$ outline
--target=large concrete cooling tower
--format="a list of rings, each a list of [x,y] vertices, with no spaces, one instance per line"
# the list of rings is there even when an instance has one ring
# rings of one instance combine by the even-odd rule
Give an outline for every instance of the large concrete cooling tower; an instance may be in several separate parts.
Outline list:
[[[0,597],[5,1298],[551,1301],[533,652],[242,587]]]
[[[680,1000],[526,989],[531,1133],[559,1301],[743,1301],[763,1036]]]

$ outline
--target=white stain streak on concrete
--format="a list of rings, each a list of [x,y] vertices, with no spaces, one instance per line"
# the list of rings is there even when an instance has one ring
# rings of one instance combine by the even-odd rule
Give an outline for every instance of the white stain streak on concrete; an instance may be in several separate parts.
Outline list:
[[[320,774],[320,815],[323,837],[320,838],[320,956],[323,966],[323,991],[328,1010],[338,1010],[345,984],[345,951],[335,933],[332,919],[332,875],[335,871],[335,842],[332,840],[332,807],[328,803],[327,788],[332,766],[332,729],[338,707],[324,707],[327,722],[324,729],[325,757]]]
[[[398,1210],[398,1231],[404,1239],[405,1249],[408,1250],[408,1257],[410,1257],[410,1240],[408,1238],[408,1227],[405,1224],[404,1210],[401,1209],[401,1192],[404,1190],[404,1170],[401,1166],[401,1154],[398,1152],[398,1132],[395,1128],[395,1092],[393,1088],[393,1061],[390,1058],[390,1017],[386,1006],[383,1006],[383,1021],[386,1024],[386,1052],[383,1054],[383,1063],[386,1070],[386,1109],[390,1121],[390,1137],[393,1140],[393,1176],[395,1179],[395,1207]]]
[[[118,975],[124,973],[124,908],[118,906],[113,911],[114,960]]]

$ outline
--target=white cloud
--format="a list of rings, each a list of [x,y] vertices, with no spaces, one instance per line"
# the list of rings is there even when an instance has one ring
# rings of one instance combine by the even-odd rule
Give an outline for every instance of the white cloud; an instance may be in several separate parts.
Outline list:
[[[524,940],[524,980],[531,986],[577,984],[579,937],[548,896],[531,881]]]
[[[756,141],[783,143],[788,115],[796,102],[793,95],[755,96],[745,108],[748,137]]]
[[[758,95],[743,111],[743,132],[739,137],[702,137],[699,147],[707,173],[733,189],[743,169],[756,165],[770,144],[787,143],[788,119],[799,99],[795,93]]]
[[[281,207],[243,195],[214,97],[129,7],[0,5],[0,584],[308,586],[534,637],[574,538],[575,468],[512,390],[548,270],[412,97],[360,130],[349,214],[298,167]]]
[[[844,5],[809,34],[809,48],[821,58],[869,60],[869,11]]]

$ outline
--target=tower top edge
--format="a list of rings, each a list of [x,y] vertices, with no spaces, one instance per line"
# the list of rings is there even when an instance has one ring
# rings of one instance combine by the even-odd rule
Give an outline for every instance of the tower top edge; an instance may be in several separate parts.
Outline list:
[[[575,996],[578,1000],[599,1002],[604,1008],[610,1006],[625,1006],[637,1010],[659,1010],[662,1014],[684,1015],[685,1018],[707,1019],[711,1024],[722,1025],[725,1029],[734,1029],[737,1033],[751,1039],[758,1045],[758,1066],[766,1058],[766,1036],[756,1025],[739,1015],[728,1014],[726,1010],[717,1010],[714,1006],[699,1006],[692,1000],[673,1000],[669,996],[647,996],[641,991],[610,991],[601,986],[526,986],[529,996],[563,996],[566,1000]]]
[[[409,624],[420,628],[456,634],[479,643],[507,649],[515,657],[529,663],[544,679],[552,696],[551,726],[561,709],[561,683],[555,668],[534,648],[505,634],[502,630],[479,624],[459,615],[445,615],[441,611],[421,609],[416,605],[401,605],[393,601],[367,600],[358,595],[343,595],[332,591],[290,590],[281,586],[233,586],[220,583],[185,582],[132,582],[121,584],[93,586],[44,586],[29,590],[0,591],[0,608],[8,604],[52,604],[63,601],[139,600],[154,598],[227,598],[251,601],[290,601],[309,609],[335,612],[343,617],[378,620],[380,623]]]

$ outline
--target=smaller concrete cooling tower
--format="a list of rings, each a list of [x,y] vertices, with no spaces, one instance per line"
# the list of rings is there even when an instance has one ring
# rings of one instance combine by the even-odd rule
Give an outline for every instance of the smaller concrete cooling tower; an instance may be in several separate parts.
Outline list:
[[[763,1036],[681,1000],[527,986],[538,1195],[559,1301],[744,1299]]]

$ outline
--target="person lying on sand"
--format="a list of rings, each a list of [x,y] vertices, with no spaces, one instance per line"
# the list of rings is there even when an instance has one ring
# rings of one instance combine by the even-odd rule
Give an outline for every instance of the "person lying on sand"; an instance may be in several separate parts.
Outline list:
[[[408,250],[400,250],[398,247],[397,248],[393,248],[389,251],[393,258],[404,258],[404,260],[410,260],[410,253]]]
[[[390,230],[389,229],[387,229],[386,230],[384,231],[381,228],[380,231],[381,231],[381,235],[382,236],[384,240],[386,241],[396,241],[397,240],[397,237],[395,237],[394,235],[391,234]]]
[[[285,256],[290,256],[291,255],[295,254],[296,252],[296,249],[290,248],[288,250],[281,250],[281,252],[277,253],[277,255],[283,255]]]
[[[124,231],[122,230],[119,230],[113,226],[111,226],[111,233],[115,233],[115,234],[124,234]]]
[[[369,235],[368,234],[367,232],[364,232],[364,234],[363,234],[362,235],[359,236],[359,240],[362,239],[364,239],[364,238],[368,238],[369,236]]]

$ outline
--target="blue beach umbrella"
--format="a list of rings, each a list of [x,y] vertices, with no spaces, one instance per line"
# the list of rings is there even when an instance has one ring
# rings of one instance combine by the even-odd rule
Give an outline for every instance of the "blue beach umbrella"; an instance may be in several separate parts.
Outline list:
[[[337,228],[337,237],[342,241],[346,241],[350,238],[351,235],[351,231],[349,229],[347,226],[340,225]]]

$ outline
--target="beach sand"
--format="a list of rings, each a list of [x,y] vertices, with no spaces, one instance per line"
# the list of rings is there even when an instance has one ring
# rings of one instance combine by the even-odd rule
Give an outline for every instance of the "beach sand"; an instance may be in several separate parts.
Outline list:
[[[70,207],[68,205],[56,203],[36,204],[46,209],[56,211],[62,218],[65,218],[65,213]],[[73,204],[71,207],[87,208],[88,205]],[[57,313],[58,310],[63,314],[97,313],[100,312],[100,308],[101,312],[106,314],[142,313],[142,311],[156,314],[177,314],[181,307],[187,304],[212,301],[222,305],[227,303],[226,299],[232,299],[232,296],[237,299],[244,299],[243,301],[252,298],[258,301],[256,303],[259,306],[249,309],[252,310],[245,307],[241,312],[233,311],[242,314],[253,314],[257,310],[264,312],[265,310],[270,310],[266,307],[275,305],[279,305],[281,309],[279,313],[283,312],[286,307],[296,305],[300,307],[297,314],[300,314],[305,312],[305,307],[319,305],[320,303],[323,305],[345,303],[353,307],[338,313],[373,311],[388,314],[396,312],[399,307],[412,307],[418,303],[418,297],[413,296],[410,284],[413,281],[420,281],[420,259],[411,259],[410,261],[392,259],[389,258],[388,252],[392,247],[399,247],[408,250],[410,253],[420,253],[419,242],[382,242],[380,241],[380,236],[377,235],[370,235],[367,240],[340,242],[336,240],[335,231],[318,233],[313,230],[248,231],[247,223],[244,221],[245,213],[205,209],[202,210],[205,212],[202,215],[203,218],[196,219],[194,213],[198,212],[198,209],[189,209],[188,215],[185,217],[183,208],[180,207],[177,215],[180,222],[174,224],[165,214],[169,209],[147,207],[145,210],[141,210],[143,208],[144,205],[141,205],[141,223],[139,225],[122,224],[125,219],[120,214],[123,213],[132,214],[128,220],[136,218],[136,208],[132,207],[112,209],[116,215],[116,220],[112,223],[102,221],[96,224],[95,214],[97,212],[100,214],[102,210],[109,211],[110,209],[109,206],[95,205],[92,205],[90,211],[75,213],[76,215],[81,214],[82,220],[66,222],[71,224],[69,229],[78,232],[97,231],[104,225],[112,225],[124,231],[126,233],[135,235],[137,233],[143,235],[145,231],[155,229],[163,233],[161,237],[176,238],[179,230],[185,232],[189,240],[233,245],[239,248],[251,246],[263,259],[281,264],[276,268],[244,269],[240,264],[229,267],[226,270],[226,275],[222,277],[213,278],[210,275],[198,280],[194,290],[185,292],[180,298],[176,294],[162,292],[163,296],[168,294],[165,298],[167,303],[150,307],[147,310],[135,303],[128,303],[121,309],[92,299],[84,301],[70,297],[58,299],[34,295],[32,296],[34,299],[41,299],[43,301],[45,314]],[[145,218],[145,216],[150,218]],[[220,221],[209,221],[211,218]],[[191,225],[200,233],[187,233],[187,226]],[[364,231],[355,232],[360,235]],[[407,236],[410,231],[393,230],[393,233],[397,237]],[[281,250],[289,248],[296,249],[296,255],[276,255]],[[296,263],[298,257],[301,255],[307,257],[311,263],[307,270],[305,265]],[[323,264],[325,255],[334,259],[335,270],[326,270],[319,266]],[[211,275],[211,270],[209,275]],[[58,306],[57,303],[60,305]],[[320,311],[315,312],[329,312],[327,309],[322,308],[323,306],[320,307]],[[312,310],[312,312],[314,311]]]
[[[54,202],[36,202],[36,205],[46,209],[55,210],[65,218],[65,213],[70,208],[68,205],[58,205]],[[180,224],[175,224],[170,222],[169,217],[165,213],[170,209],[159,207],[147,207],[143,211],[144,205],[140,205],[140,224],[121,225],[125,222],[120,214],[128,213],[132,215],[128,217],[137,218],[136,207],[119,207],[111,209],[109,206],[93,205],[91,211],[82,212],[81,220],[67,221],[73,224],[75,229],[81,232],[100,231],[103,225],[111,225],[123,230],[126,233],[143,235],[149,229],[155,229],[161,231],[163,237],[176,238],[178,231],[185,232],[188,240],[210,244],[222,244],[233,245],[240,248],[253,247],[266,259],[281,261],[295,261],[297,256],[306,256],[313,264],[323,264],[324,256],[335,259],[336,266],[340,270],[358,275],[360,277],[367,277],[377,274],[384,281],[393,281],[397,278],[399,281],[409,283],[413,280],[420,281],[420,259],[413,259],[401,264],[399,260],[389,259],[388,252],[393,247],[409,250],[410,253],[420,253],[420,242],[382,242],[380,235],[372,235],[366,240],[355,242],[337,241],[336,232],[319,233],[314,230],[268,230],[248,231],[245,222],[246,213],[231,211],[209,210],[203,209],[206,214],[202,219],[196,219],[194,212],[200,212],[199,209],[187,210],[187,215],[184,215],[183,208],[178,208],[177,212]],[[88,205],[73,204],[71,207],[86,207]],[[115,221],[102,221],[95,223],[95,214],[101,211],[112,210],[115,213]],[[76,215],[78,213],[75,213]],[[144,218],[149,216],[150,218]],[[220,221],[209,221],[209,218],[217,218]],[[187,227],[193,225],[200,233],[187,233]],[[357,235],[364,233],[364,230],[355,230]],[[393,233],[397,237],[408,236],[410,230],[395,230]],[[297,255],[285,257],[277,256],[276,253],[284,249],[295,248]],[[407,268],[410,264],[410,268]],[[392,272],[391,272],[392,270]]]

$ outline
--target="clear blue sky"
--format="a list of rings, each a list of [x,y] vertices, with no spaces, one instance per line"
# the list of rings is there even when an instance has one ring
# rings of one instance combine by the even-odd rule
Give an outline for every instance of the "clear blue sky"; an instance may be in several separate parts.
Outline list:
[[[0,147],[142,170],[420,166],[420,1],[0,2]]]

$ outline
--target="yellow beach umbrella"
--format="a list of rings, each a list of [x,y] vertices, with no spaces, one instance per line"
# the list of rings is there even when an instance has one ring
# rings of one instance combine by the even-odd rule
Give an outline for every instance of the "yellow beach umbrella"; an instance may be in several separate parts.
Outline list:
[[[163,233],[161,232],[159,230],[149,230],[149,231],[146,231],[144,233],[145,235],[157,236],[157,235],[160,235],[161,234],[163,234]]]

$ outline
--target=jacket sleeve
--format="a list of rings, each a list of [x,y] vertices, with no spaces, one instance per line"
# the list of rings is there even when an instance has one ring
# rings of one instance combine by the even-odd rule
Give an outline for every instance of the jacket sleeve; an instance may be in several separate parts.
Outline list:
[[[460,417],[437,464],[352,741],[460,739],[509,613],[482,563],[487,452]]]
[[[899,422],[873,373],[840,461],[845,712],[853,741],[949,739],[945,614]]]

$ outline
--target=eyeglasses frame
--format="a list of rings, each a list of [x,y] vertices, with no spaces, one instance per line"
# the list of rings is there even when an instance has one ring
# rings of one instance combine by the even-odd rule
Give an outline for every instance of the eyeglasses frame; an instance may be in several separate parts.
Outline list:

---

▶ [EXERCISE DETAILS] Starting at the first of the rows and ending with the line that contains "[[[118,975],[124,973],[124,908],[118,906],[113,911],[114,960]]]", write those lines out again, changing "concrete" to "stone" each time it occurs and leaving everything else untouched.

▶ [THE RESPONSE]
$ outline
--target=large stone cooling tower
--format="a list of rings, each a list of [x,y] vertices, with no spaces, one instance per line"
# the list of rings is there even when an instance has one ring
# rings of one instance combine by the even-odd rule
Give an outline for every instance of the large stone cooling tower; an instance may be in several separate parts.
Outline list:
[[[0,597],[5,1298],[551,1301],[533,652],[242,587]]]
[[[680,1000],[526,989],[531,1133],[559,1301],[743,1301],[763,1036]]]

$ outline
--target=white stain streak on stone
--format="a list of rings, each a list of [x,y] vertices, with no spaces, one instance per line"
# the list of rings is there even when an instance has one ring
# rings of one instance combine by the even-odd rule
Give an outline for every instance of the white stain streak on stone; an instance may be in several separate parts.
Outline list:
[[[320,774],[320,815],[323,837],[320,838],[320,956],[323,966],[323,991],[328,1010],[338,1010],[345,984],[345,951],[335,933],[332,919],[332,875],[335,871],[335,842],[332,840],[332,807],[328,803],[327,788],[332,766],[332,729],[338,707],[324,707],[327,722],[324,729],[325,757]]]
[[[398,1210],[398,1231],[404,1239],[405,1249],[408,1250],[408,1257],[410,1257],[410,1240],[408,1238],[408,1227],[405,1224],[404,1210],[401,1209],[401,1192],[404,1190],[404,1170],[401,1166],[401,1154],[398,1152],[398,1132],[395,1128],[395,1092],[393,1088],[393,1061],[390,1058],[390,1017],[386,1006],[383,1006],[383,1021],[386,1024],[386,1052],[383,1054],[383,1063],[386,1070],[386,1109],[390,1121],[390,1137],[393,1140],[393,1176],[395,1179],[395,1207]]]
[[[118,975],[124,973],[124,908],[118,906],[113,911],[114,960]]]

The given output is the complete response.